#### PROVIDED TEXT
The legacy bash and Python scripts have been moved to tests/legacy_scripts/ as reference implementations for regression testing. The scripts_path.py module has been removed.

Binaries are compiled from source by the coastal_models/schism/ pixi-build package (rattler-build backend) and installed into the active pixi environment.

Build system#

Binaries installed to $CONDA_PREFIX/bin/#

Binary Source Build method
pschism coastal_models/schism/repo/src/Driver/schism_driver.F90 CMake (-DBLD_STANDALONE=ON)
combine_hotstart7 coastal_models/schism/repo/src/Utility/Combining_Scripts/ CMake (BUILD_TOOLS=ON)
combine_sink_source coastal_models/schism/repo/src/Utility/Pre-Processing/NWM/NWM_coupling/combine_sink_source.F90 Standalone gfortran
metis_prep coastal_models/schism/repo/src/Utility/Grid_Scripts/metis_prep.f90 Standalone gfortran
gpmetis coastal_models/schism/repo/src/metis-5.1.0/ make config && make && make install

CMake flags#

Flag Value Reason
NO_PARMETIS ON NWM config uses external METIS, not ParMETIS
TVD_LIM VL Van Leer limiter, matches NWM production config
BLD_STANDALONE ON Standalone build (not coupled to ESMF)
BUILD_TOOLS ON Builds utility targets including combine_hotstart7
OLDIO OFF New I/O layer; requires nscribes >= 2 at runtime
CMAKE_Fortran_COMPILER mpifort MPI Fortran wrapper from pixi openmpi
CMAKE_C_COMPILER mpicc MPI C wrapper

Pixi-build package: coastal_models/schism/#

SCHISM is built as a pixi-build package using the rattler-build backend. The recipe lives at coastal_models/schism/ with three files:

File Purpose
pixi.toml Package metadata and build backend declaration
recipe.yaml Conda recipe (source path, build/host/run dependencies, tests)
build.sh Build script (CMake for pschism, standalone gfortran utilities, METIS, macOS SDK probe)

The recipe declares MPI-linked hdf5 and netcdf-fortran as host dependencies (* mpi_openmpi_* build string) so the compiled binaries link against the same MPI-enabled libraries used by ESMF/esmpy at runtime.

On first pixi install, the package is built and cached as a .conda archive. Subsequent runs reuse the cache (~0.3 s) unless the submodule source or recipe changes.

The build.sh includes:

  • macOS SDK probe (scripts/find_compatible_sdk.sh): dynamically tests each installed SDK and picks the newest one compatible with conda-forge's linker
  • --preprocess fix: on macOS, SCHISM's CMake detects GNU+Clang and sets C_PREPROCESS_FLAG=--preprocess, but gfortran doesn't understand this flag. The build script patches flags.make to replace --preprocess with -cpp

Pixi feature: [tool.pixi.feature.schism]#

[tool.pixi.feature.schism.dependencies]
schism = { path = "coastal_models/schism" }
# Force MPI (OpenMPI) build variants so ESMF/esmpy runs with parallel support.
mpi = { version = "*", build = "openmpi" }
openmpi = "*"

#### WORK TO DO
A. In the SCHISM build notes, where have the legacy bash and Python scripts been moved?
B. Carry on writing the SCHISM build notes, starting right after their last line.

#### MATERIAL PROVIDED

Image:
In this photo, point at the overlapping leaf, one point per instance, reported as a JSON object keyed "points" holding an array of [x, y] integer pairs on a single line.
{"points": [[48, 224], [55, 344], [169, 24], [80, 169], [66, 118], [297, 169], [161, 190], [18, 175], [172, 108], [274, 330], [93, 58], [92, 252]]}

#### OUTPUTS IN ORDER
A. They were moved to tests/legacy_scripts/.

B.
esmf = { version = "*", build = "mpi_openmpi_*" }
esmpy = "*"
mpi4py = "*"

Build-time dependencies (compilers, cmake, ninja) are declared in recipe.yaml and resolved automatically by the rattler-build backend.

SCHISM run workflow#

The SCHISM run workflow follows the same pattern as the SFINCS run workflow: it is given a prebuilt model directory and executes the simulation. A separate create workflow (future work) will handle model setup from scratch.

The workflow expects a prebuilt model directory containing at minimum:

  • hgrid.gr3 / hgrid.ll: horizontal grid
  • vgrid.in: vertical grid
  • param.nml.template: parameter template
  • drag.gr3, manning.gr3, etc.: ancillary grid files

All SCHISM stage names are prefixed with schism_ and follow the same concise naming convention as SFINCS stages (sfincs_run, sfincs_forcing, sfincs_plot, etc.).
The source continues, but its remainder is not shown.